[PASSAGE TO READ]
AIAgentOntologyGenerationPipeline

What it is

A pipeline that:

  • Loads the latest Artificial Analysis LLM JSON dataset from a datastore folder
  • Groups models into AI-agent “modules” (e.g., chatgpt, claude, llama) using name/slug/provider heuristics
  • Generates TTL ontology files per agent (BFO-structured content as strings)
  • Writes outputs into a timestamped datastore directory and also deploys a “current” TTL into module ontologies folders
  • Inserts a small summary rdflib.Graph (file count + timestamp) into a configured triple store

Public API

Classes

  • AIAgentOntologyGenerationConfiguration(PipelineConfiguration)

    • Configuration for the pipeline.
    • Fields:
      • triple_store: ITripleStoreService (required) — target triple store service used to insert(Graph)
      • datastore_path: str — output root for generated ontologies (timestamped subfolders)
      • source_datastore_path: str — input folder containing *_llms_data.json files
      • max_models_per_agent: int — cap per agent for performance
  • AIAgentOntologyGenerationParameters(PipelineParameters)

    • Execution parameters.
    • Fields:
      • force_regenerate: bool — defined but not used in current implementation
      • agent_filter: Optional[List[str]] — restrict generation to specific agent modules (keys like ["chatgpt","claude"])
  • AIAgentOntologyGenerationPipeline(Pipeline)

    • Main pipeline implementation.

Methods (intended for external use)

  • AIAgentOntologyGenerationPipeline.run(parameters: PipelineParameters) -> rdflib.Graph

    • Runs the pipeline end-to-end.

[THE DATA]

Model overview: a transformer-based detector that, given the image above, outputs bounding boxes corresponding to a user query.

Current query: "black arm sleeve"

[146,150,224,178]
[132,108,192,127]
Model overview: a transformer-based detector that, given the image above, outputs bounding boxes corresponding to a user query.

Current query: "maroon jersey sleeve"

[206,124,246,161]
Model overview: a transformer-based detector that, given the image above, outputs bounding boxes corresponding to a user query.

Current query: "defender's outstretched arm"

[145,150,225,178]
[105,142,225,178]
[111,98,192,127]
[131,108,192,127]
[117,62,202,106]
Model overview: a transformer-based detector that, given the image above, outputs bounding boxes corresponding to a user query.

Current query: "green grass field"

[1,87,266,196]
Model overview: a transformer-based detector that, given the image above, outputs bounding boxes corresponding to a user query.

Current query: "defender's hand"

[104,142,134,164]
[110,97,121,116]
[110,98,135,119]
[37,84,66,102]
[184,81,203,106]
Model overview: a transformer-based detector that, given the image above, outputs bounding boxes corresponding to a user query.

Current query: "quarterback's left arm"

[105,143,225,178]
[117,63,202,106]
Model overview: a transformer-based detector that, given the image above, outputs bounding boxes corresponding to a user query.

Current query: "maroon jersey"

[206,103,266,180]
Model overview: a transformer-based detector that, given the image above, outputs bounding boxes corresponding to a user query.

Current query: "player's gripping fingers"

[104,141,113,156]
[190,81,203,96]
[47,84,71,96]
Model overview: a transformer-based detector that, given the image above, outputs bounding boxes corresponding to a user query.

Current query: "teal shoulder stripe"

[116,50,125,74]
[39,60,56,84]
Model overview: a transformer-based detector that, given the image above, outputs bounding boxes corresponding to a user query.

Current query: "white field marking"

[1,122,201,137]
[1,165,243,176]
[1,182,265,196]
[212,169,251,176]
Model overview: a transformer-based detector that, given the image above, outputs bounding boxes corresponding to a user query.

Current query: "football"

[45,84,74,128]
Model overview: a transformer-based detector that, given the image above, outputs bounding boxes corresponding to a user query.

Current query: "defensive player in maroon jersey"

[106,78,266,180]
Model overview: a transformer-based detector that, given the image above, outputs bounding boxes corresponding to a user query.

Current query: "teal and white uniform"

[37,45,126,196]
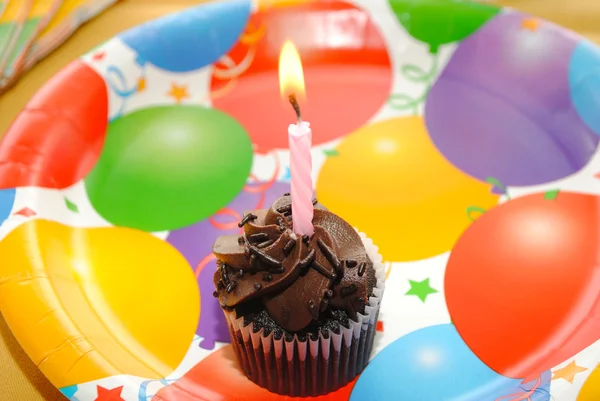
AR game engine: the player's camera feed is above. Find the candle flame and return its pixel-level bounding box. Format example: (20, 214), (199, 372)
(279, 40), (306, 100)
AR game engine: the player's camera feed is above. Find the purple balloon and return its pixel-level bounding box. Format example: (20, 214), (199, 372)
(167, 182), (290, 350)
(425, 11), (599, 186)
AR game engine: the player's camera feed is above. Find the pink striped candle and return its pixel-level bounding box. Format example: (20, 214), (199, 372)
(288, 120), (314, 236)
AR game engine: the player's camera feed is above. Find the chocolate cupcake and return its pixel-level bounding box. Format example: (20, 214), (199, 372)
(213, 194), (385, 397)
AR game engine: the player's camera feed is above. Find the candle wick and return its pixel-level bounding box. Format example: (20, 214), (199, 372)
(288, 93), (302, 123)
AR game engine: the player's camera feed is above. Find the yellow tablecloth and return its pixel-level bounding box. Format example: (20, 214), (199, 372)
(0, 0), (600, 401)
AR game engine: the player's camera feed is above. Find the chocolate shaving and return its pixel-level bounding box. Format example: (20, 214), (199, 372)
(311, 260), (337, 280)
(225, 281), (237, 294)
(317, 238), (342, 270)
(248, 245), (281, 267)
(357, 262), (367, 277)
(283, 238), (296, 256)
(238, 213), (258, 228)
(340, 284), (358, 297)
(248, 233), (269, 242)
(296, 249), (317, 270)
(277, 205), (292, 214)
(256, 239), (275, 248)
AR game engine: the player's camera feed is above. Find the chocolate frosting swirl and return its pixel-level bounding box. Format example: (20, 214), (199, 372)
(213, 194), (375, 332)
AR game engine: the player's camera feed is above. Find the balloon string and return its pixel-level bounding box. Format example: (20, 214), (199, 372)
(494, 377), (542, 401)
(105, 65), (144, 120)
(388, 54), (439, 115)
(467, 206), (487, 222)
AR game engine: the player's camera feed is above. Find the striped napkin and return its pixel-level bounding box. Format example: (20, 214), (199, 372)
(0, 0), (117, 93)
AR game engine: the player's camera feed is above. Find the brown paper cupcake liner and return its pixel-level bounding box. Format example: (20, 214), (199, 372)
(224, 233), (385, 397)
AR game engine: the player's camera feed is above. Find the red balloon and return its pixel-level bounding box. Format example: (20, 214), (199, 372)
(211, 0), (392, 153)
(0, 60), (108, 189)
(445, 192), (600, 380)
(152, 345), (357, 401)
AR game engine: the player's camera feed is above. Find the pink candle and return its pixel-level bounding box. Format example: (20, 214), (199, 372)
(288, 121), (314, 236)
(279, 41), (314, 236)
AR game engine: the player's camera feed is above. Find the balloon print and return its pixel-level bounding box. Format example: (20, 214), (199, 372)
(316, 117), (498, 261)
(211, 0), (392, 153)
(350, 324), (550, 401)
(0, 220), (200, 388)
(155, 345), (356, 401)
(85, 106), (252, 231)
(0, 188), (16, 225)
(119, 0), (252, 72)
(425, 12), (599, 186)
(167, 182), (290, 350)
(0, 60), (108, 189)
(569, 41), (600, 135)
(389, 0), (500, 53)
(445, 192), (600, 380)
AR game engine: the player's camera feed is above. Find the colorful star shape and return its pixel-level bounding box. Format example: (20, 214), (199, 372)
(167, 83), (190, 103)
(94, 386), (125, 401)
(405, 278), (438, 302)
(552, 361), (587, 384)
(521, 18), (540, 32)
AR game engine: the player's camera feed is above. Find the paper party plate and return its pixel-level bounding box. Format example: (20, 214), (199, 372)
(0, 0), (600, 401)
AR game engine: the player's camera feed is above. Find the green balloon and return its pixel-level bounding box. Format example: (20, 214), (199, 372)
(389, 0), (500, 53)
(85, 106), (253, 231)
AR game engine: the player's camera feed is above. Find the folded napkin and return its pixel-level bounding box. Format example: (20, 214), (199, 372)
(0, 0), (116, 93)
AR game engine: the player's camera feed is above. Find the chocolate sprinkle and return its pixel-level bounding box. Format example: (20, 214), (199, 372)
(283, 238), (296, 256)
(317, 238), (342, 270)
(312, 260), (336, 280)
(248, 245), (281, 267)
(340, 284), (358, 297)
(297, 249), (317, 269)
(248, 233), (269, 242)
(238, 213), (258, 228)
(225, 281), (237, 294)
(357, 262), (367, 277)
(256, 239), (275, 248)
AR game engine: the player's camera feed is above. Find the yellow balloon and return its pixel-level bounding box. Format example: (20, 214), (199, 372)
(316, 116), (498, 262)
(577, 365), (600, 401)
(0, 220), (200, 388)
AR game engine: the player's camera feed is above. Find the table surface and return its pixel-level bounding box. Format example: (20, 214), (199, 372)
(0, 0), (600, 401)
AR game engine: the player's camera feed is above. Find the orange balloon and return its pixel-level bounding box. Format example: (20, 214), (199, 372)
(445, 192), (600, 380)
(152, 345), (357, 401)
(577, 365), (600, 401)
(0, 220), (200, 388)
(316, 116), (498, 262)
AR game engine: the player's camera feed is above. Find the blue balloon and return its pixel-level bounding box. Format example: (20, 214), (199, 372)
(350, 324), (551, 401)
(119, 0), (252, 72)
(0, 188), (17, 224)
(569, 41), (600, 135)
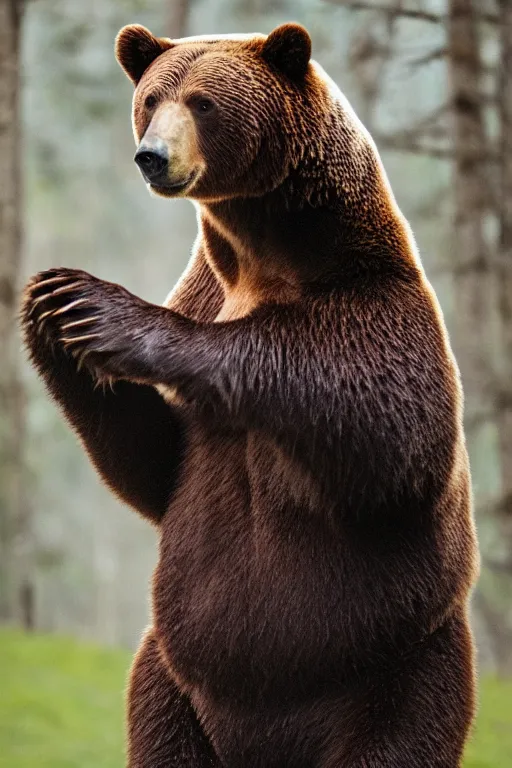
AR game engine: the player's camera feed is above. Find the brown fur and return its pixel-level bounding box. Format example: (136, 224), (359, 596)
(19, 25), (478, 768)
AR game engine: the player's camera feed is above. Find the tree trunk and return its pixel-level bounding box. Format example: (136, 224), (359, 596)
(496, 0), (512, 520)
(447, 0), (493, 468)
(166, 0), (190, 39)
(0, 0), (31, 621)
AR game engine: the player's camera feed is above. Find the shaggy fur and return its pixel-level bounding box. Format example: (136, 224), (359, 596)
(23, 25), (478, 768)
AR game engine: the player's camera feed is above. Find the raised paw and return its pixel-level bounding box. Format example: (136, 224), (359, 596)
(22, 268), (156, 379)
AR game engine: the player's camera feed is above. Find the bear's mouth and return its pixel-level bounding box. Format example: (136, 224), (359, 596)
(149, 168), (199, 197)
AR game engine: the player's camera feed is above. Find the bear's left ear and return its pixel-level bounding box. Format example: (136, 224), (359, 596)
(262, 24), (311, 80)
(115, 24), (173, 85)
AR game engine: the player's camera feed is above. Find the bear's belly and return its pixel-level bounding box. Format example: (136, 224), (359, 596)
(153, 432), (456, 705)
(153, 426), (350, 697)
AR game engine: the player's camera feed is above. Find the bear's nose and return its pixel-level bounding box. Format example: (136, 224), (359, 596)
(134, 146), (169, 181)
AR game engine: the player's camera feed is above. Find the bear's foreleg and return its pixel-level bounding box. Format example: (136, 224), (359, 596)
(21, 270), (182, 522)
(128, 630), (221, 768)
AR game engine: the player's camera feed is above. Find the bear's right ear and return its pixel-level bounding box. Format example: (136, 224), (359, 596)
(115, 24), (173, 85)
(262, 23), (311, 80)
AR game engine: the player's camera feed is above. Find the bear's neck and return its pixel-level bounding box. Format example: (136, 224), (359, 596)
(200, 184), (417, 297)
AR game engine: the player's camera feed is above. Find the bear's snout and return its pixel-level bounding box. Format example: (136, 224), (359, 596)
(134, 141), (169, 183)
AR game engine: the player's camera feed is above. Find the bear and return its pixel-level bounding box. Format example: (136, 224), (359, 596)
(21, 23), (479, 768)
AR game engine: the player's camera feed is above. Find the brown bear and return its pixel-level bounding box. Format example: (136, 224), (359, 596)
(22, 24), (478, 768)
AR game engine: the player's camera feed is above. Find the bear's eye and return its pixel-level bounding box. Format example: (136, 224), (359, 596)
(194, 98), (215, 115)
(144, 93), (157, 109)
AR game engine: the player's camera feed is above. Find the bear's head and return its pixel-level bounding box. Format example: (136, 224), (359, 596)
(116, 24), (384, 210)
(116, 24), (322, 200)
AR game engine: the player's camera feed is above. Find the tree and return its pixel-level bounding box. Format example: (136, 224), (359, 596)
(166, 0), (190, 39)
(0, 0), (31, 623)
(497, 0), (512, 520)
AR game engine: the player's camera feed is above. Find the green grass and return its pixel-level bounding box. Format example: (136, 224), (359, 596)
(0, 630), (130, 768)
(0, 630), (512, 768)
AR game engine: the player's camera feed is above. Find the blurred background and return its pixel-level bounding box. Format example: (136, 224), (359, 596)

==

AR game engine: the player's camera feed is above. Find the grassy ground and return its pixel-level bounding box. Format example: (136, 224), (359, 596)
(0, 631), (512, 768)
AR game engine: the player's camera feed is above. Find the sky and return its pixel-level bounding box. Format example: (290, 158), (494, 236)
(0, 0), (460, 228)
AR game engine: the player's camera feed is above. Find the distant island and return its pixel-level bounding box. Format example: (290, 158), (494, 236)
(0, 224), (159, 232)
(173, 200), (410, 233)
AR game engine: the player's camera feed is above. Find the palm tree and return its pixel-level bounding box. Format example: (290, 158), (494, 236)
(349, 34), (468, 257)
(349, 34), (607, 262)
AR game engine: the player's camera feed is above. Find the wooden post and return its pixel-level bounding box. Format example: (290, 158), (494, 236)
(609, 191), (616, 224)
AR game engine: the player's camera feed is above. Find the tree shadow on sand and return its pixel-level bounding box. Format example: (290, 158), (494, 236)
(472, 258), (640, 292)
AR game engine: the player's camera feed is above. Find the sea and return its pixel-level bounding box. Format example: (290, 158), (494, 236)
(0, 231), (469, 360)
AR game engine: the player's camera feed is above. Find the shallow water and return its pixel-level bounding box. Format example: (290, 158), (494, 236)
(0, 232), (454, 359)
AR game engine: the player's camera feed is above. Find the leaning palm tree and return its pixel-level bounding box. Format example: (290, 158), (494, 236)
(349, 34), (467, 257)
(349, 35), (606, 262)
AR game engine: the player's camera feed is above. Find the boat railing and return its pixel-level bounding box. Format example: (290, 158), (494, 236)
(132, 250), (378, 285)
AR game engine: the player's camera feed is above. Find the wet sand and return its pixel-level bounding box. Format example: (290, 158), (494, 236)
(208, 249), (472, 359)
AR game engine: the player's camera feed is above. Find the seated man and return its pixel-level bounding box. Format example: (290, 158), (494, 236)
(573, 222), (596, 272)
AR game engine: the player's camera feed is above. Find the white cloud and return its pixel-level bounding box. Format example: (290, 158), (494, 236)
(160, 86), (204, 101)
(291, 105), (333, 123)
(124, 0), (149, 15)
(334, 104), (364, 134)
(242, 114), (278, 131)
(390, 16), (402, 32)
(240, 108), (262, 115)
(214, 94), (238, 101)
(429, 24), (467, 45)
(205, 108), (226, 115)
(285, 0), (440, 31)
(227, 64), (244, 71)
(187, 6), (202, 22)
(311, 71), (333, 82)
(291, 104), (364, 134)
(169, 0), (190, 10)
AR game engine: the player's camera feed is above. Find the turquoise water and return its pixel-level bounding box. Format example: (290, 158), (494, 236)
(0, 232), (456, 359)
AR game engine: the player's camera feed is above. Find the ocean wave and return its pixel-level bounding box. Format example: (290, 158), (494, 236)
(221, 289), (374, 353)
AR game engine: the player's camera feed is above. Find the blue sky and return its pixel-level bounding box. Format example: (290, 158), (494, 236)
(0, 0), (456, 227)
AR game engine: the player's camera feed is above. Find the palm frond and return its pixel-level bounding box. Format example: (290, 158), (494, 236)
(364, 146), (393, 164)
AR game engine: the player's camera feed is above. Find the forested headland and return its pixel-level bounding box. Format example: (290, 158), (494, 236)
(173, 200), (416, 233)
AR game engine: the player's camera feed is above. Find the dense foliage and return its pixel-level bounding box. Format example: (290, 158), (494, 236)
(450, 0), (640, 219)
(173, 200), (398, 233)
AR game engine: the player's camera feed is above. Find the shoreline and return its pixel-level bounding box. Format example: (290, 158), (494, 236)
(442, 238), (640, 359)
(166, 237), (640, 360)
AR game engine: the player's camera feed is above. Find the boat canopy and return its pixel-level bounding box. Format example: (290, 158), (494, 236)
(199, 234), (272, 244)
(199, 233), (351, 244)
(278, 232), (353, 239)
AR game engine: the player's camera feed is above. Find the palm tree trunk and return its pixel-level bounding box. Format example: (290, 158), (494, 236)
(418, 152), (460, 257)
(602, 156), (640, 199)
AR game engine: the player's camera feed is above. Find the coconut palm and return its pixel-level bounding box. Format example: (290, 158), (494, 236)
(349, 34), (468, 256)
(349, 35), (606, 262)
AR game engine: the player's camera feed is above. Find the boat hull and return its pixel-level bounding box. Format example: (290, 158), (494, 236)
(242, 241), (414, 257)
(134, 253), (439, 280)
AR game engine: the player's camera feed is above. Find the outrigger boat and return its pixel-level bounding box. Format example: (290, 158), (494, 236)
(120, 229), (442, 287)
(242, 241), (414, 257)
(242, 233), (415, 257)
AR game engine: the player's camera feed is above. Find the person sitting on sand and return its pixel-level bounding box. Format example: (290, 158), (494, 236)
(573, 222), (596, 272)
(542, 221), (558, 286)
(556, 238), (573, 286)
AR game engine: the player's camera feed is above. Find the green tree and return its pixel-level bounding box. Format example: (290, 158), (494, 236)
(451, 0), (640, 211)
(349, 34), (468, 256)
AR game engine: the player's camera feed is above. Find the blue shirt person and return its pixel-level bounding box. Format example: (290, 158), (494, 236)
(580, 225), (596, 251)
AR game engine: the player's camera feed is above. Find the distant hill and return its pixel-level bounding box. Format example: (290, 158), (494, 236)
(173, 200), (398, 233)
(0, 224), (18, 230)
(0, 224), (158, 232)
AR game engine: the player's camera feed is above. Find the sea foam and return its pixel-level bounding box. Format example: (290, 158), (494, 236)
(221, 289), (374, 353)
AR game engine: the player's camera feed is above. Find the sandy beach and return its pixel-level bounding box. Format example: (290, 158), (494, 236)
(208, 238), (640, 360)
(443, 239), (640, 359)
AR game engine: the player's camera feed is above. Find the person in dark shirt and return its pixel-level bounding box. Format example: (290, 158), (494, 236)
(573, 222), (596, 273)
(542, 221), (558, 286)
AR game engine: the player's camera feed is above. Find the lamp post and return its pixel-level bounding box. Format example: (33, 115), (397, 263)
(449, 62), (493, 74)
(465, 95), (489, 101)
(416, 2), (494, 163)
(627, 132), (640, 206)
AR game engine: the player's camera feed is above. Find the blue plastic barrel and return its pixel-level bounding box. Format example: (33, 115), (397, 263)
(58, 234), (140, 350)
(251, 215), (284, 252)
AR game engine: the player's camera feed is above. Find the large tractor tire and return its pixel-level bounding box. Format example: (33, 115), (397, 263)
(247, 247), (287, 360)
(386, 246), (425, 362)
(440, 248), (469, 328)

[CHECK YOUR UNDERSTANDING]
[1] According to the pipeline documentation, what is the status of the force_regenerate parameter?
[2] List every field that the pipeline documentation gives for the configuration class AIAgentOntologyGenerationConfiguration.
[3] Do these statements agree with the pipeline documentation? For each, answer yes or no and quote the deciding words. (a) The pipeline loads its dataset from a datastore folder. (b) The graph inserted into the triple store holds the full generated ontology content. (c) The run method returns an rdflib.Graph.
The lines have no role in this work.

[ANSWERS TO EACH TASK]
[1] It is defined but not used in the current implementation.

[2] triple_store, datastore_path, source_datastore_path, max_models_per_agent

[3]
(a) Yes: "Loads the latest Artificial Analysis LLM JSON dataset from a datastore folder"
(b) No: "Inserts a small summary rdflib.Graph (file count + timestamp) into a configured triple store"
(c) Yes: "AIAgentOntologyGenerationPipeline.run(parameters: PipelineParameters) -> rdflib.Graph"